TEXT SEGMENT:
# # # #
Section 2: Creating Distributions

Section 3: Measures of Location

The most important aspect of studying the distribution of a sample of measurements is locating the position of a central value about which the measurements are distributed. The arithmetic mean (average) of a set of n measurements $ X_1 , X_2 , \ldots , X_n $ is given by the formula

\[ \overline{X} = \frac{1}{n}\, \sum_{i=1}^n X_i = \frac{X_1 + X_2 + \cdots + X_n}{n} . \]

The mean provides a measure of central location for the data. If the data are for a sample (typically the case), the mean is denoted by $ \overline{X} . $ The sample mean is a point estimate of the (typically unknown) population mean for the variable of interest. If the data for the entire population are available, the population mean is computed in the same manner, but denoted either by $ E[X] , $ or by the Greek letter μ.
# # # #
DATA PROVIDED:
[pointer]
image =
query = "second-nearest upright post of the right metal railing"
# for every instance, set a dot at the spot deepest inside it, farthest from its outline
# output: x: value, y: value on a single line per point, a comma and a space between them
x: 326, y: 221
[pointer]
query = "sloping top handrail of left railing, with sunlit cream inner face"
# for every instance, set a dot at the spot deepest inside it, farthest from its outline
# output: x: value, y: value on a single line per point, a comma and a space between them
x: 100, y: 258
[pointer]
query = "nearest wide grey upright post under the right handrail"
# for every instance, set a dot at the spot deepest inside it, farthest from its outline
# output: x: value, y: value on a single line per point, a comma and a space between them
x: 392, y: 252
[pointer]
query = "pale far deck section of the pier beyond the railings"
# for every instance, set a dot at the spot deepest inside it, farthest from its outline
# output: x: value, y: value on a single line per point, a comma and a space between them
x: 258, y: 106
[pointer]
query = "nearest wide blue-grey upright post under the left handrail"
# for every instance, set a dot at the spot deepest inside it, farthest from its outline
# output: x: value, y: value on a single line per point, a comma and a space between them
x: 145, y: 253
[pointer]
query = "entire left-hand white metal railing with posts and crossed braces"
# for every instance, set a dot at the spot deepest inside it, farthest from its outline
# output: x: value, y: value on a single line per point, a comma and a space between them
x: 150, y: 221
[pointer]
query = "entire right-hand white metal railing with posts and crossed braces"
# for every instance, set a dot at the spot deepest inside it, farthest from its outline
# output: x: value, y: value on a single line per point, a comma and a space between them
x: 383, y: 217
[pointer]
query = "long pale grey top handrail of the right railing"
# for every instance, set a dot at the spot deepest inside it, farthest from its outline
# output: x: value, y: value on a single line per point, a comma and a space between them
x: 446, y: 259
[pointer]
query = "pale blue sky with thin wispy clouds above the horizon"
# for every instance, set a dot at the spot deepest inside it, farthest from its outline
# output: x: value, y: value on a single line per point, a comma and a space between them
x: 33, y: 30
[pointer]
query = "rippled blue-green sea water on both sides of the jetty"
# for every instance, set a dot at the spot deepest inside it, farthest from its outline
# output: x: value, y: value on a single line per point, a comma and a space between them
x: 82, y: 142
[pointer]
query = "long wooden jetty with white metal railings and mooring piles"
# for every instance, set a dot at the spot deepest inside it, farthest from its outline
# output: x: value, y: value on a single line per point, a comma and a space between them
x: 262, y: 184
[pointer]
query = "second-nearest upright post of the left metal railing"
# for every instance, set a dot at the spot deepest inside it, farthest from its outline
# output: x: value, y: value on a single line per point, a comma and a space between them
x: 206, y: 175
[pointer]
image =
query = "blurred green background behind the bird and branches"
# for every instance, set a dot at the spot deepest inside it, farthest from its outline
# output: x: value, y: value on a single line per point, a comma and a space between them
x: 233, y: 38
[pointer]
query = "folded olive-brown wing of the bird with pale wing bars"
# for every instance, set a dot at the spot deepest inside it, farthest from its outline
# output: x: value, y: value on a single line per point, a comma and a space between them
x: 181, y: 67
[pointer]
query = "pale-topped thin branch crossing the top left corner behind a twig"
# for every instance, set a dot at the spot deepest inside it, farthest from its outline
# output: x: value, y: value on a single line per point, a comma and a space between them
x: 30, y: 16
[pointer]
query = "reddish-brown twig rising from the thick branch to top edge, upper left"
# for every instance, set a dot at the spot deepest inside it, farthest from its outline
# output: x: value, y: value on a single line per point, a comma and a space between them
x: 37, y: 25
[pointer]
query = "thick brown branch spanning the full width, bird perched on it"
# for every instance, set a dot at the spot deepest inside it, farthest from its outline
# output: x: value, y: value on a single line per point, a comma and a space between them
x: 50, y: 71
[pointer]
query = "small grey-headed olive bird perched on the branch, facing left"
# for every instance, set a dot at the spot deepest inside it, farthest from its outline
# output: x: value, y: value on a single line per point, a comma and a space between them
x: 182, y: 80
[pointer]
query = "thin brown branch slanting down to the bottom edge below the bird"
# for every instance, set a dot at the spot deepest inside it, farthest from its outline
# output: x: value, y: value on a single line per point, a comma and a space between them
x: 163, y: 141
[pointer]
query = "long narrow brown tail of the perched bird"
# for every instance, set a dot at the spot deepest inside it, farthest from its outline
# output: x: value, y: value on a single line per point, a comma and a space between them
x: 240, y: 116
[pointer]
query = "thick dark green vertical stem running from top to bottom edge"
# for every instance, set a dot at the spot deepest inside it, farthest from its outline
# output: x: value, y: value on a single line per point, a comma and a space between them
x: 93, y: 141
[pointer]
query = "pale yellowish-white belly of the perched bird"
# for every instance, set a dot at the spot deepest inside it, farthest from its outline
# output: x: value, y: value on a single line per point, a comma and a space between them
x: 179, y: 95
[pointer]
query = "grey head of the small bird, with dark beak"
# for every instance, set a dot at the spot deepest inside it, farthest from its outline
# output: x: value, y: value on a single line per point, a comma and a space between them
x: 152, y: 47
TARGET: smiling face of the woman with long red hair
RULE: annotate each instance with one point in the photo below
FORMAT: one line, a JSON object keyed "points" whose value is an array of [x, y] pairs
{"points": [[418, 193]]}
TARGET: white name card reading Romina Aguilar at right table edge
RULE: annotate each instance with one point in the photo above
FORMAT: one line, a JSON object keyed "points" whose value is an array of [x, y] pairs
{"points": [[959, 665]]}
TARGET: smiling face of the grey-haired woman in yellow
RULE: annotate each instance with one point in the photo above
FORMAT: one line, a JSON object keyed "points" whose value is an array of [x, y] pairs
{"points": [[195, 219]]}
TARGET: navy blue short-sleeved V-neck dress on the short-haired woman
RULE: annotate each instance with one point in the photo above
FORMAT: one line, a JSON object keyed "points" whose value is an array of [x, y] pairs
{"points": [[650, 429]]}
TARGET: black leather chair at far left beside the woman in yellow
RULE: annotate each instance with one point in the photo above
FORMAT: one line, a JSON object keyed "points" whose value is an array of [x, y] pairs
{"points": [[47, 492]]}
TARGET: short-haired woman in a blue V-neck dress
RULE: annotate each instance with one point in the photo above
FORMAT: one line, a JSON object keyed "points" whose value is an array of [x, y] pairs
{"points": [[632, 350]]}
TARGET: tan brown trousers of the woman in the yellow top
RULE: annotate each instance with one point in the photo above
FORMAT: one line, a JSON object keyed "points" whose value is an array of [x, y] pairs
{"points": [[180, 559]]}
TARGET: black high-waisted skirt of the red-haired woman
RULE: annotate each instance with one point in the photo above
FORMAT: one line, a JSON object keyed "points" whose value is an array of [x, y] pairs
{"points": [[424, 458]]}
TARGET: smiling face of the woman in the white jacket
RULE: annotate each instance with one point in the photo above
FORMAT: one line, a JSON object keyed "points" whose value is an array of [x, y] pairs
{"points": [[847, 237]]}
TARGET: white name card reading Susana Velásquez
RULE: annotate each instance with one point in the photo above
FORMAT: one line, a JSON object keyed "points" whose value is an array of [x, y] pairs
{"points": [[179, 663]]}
# # # #
DIRECTIONS:
Answer these questions about the measures-of-location text:
1. What does it call the most important aspect of studying the distribution of a sample of measurements?
2. How is the mean denoted when the data are for a sample?
3. What two notations can denote the population mean?
Answer from the measures-of-location text only, not from the listing.

FINAL ANSWER:
1. Locating the position of a central value about which the measurements are distributed.
2. By X̄ (X with a bar over it).
3. E[X] or the Greek letter μ.